Given exercise -> The lines to extract begin at the one containing "the green foliage." and run to the end of the listing; set them down exactly and alone.
#### Data listing
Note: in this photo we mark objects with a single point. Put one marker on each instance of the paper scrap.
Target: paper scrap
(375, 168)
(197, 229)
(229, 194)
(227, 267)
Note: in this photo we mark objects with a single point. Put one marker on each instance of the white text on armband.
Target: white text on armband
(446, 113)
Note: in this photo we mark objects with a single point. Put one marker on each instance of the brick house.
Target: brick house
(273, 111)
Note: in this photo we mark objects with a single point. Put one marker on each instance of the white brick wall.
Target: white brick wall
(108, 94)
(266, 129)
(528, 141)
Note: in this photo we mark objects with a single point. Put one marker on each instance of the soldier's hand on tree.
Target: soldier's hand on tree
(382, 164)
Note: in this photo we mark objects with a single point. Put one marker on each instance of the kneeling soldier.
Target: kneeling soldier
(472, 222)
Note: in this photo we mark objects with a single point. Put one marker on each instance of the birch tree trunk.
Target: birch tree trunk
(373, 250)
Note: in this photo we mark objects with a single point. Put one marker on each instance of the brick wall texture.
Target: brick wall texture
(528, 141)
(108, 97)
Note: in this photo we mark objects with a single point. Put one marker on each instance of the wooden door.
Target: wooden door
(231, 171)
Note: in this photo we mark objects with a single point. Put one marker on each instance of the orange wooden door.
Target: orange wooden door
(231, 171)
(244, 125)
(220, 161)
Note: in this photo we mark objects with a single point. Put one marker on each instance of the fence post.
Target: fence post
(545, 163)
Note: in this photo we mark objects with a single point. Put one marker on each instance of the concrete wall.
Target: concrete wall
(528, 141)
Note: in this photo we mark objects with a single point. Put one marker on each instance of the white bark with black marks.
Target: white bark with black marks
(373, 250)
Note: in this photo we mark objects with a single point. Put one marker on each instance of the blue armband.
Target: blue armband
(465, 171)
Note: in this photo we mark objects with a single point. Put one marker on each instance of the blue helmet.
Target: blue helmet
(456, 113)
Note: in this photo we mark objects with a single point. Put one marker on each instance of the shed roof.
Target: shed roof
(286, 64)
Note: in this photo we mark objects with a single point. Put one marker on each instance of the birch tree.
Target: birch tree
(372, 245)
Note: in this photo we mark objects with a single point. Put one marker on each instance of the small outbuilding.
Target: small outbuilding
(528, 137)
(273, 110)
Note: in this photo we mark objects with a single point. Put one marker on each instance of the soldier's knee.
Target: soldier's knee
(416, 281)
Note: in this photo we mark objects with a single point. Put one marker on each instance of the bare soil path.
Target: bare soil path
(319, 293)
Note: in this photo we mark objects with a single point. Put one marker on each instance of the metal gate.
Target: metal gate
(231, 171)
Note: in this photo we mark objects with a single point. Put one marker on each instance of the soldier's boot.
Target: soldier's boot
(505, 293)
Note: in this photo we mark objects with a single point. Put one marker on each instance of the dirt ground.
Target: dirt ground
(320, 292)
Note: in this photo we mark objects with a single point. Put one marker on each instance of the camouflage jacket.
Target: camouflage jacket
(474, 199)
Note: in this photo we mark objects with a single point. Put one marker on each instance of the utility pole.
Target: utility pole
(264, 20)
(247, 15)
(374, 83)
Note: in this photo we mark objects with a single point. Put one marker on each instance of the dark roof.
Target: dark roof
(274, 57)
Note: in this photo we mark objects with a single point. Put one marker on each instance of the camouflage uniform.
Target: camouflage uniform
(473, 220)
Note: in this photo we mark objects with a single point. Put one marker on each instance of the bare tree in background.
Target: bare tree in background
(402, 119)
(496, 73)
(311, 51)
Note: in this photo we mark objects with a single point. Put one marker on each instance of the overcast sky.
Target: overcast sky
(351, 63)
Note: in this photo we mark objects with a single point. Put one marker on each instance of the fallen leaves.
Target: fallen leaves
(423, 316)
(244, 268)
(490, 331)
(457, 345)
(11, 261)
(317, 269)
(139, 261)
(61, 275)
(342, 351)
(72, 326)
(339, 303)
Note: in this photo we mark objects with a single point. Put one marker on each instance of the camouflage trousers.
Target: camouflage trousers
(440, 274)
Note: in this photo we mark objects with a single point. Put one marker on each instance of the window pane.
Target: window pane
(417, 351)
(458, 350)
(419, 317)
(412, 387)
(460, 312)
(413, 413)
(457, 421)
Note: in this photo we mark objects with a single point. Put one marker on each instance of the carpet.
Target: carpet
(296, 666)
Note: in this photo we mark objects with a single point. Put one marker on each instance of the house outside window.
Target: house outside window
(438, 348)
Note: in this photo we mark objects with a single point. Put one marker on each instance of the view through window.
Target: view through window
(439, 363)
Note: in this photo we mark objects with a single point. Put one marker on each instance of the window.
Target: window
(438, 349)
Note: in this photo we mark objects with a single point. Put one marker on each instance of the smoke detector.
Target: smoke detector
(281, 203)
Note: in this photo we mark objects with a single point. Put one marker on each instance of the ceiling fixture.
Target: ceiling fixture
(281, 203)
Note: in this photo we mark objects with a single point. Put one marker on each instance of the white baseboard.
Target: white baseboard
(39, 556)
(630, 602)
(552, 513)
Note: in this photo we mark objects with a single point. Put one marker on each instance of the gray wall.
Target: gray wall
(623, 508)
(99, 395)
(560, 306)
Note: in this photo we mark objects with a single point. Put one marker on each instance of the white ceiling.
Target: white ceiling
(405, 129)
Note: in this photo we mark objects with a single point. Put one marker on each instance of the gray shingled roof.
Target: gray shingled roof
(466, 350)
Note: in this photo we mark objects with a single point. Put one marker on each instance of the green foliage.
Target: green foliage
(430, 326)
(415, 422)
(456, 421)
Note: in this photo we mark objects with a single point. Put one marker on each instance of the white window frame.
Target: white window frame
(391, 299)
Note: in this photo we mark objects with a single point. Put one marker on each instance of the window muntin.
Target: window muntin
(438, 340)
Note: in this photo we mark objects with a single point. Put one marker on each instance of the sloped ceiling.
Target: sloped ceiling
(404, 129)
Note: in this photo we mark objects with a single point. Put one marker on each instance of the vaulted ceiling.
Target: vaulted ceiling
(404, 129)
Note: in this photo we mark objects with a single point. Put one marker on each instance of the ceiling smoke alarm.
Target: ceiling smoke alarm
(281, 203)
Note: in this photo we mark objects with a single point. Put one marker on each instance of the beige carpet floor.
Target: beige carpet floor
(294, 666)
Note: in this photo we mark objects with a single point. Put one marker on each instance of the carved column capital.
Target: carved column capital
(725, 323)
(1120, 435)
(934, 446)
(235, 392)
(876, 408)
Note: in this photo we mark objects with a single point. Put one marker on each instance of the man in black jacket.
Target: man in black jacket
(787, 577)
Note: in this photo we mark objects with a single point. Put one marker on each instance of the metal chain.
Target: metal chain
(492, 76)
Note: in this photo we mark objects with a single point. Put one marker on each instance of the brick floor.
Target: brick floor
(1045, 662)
########
The solution ->
Note: in this photo we mark objects with a single point. Put one marker on each instance of the green foliage.
Target: green foliage
(430, 326)
(415, 422)
(456, 421)
Note: in this photo we mark objects with a single point. Put one marker on each instance of the white window frame.
Target: white window frame
(391, 299)
Note: in this photo we mark objects with a single point. Put one marker on each instance of the window muntin.
Target: window muntin
(438, 340)
Note: in this photo we mark objects with a single point. Put one marker on each instance of the sloped ceiling.
Target: sloped ceiling
(404, 129)
Note: in this photo we mark objects with a single point. Put one marker on each instance of the vaulted ceiling.
Target: vaulted ceiling
(404, 129)
Note: in this photo we mark objects with a single point. Put one marker on each instance of the ceiling smoke alarm.
Target: ceiling smoke alarm
(281, 203)
Note: in this photo we mark objects with a single point. Put one marker on each instance of the beige carpet floor.
Target: beige carpet floor
(294, 666)
Note: in this photo we mark objects with a single point. Put one marker on each instance of the carved column capital.
Target: carved column capital
(725, 323)
(1120, 435)
(934, 446)
(235, 392)
(876, 408)
Note: in this photo we mark objects with a single point. Put one marker on each instance of the man in black jacket.
Target: man in black jacket
(787, 577)
Note: in this photo we mark objects with a single point. Put one marker on each instance of the metal chain.
Target: metal chain
(492, 76)
Note: in this photo we mark objects with a single point. Put one marker on each instance of the brick floor.
Target: brick floor
(1045, 662)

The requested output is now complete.